▶
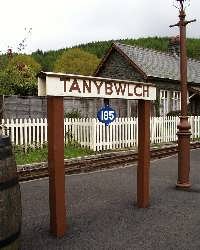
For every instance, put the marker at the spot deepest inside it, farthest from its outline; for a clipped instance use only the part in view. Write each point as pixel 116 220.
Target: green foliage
pixel 22 61
pixel 76 61
pixel 18 75
pixel 47 59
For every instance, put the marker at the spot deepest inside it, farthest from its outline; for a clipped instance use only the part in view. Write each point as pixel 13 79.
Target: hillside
pixel 47 59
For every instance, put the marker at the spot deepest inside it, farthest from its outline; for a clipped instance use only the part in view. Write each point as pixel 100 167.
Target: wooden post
pixel 55 113
pixel 143 153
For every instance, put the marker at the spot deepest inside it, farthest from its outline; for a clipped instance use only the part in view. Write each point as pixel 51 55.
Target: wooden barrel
pixel 10 198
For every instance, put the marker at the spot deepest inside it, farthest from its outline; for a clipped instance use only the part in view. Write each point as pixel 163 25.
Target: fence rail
pixel 89 132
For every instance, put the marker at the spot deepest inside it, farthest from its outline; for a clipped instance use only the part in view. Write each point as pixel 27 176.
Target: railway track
pixel 97 162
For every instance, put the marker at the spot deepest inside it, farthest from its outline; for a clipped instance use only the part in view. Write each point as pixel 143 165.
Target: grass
pixel 40 154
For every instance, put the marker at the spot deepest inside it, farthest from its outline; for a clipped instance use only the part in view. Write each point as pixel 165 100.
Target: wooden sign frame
pixel 55 114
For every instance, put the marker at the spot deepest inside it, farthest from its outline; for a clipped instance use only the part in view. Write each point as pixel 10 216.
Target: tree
pixel 18 76
pixel 76 61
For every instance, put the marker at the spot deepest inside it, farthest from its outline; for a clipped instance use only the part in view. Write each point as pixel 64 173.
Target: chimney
pixel 174 46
◀
Exercise: Transcribe every record exactly and omit each image.

Answer box:
For every instance, put the marker at the spot deepest inside it, farthest from its outline; for a clipped instance use only the part in view. Write each point as pixel 116 220.
Target: green foliage
pixel 22 61
pixel 76 61
pixel 18 75
pixel 47 59
For every instance, put the marker at the spot deepest inside it, farthest from its outline; for a clipped instance use only the part in view. Write each point as pixel 13 79.
Target: hillside
pixel 47 59
For every instance, put the marker at the spot deepest inside it, farthest from its outline; for a clipped instance use only the part in view. Write each point as pixel 100 167.
Target: wooden post
pixel 55 113
pixel 143 153
For every instance, put the marker at the spot deepest inside it, farthest from its outline; for a clipped instance use only the part in view. Write each point as pixel 51 55.
Target: wooden barrel
pixel 10 198
For every instance, put the marker at the spot deepest inside it, farthest from its outline; for a clipped instance use only the part in view. Write each point as pixel 163 25.
Target: fence rail
pixel 89 132
For every instance, put the marker at the spot deepest inside it, farthest from its outline; for a clipped instance use only the part in view. Write each point as pixel 27 176.
Target: railway track
pixel 97 162
For every instance, put the marker at the spot deepest inside it, farthest from its outline; for a clipped instance use only the part in view. Write each point as pixel 143 165.
Target: grass
pixel 40 154
For every instance, put the marker at the spot deepest inside it, farthest from its outline; for a clipped instance use only the part in view. Write each point as pixel 165 100.
Target: wooden sign frame
pixel 55 114
For every instance, put the marker at the spot deepest inside it, farthest from its outline; for a clipped instance use only the part in view. Write each point as pixel 10 216.
Target: tree
pixel 18 76
pixel 76 61
For every instance, put the marker at the spot deepest inside it, farthest from its outline; for a clipped instance use only the part in view. Write each point as pixel 64 173.
Target: chimney
pixel 174 46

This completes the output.